_Data to use_.
::::::::::

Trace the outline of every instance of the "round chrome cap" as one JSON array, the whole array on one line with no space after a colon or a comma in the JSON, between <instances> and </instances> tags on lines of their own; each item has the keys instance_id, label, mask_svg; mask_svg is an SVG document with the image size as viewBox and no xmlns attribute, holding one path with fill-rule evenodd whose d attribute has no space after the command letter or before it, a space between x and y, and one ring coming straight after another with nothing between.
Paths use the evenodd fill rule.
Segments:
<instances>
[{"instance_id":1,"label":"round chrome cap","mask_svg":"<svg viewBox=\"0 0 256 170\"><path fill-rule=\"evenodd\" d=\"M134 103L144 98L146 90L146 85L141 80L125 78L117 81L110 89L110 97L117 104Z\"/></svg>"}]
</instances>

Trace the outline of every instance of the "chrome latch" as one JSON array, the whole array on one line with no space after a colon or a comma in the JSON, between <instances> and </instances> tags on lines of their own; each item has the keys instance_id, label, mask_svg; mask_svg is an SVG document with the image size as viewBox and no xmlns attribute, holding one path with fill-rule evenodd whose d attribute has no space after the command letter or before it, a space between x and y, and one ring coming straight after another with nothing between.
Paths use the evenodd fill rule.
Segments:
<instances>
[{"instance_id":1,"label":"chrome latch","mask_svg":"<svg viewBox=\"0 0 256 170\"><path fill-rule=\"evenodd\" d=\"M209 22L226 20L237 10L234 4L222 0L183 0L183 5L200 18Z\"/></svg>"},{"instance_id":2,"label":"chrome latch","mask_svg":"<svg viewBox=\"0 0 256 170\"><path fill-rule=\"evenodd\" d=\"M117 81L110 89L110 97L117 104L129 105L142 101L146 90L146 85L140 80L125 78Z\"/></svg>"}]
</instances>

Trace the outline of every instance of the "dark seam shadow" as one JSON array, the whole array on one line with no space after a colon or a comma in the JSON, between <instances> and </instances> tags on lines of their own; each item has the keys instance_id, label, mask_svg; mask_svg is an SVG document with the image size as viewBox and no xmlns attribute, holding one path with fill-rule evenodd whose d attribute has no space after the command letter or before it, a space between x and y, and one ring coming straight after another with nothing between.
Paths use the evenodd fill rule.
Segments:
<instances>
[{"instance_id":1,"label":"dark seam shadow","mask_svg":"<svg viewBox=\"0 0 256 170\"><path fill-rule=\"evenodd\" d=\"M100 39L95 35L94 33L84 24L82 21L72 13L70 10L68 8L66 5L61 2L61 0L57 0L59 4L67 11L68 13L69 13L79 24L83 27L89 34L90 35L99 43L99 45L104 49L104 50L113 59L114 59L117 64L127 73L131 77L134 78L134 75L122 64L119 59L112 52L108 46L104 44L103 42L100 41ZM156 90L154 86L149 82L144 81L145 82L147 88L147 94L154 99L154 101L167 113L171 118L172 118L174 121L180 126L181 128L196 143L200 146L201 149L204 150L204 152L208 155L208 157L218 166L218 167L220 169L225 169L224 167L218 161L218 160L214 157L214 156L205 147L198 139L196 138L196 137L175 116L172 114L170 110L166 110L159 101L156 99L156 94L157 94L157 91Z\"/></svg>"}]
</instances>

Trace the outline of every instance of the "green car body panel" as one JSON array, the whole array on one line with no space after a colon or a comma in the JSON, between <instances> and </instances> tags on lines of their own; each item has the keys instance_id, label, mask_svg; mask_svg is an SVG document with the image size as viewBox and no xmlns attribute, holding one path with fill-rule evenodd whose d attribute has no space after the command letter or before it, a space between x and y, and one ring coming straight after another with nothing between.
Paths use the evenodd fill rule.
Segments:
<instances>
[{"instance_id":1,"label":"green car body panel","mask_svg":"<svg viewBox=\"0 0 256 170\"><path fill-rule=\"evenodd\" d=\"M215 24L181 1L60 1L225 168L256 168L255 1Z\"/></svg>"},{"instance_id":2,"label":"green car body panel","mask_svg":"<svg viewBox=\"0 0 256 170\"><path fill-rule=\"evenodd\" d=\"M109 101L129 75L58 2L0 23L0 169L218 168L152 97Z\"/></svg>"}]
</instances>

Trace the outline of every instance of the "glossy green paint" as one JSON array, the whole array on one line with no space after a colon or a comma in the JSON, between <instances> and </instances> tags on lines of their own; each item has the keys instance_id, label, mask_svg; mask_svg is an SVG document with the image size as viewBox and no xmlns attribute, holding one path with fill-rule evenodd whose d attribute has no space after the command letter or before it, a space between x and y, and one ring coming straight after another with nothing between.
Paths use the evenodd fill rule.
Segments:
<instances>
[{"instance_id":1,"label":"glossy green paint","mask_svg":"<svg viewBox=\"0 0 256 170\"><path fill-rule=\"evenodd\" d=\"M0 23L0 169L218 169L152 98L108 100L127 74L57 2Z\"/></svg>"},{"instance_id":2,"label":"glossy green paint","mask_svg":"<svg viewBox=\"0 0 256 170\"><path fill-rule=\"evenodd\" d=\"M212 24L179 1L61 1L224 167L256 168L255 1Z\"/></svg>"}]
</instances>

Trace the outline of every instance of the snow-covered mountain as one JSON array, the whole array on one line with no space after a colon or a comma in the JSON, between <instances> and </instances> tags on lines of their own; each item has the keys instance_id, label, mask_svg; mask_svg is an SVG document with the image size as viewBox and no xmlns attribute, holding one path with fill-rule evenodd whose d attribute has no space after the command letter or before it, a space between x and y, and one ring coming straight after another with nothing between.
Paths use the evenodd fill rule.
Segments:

::::::::::

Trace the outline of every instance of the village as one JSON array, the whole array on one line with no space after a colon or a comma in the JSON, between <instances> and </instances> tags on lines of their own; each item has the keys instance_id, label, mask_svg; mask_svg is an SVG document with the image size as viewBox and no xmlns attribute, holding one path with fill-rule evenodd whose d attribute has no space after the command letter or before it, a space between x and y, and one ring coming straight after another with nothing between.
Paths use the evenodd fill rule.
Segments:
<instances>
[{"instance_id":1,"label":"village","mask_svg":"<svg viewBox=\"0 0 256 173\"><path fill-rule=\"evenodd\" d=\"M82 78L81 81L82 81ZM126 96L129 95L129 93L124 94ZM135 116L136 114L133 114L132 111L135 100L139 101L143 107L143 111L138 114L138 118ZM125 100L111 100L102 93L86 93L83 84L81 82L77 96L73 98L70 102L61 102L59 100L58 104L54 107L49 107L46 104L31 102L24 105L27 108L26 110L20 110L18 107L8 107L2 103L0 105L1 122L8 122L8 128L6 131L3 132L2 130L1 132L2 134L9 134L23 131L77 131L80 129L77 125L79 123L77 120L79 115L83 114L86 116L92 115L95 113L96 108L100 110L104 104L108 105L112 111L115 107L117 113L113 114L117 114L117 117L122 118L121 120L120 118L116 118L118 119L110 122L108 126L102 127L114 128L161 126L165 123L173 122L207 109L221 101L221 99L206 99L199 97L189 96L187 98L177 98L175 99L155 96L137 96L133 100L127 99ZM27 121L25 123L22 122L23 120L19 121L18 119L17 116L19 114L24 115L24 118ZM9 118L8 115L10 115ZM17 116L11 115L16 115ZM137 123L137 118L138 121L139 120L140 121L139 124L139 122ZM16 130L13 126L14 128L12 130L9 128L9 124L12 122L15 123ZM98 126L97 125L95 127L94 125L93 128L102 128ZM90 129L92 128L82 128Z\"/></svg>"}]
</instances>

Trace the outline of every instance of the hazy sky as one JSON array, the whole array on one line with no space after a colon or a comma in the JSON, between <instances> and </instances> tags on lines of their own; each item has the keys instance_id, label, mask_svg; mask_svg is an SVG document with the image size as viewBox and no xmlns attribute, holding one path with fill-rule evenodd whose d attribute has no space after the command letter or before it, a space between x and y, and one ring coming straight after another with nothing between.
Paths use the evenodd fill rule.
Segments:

::::::::::

_Written instruction_.
State how many lines in the records contain the word "latch". Case counts, and give the number alone.

_The result_.
2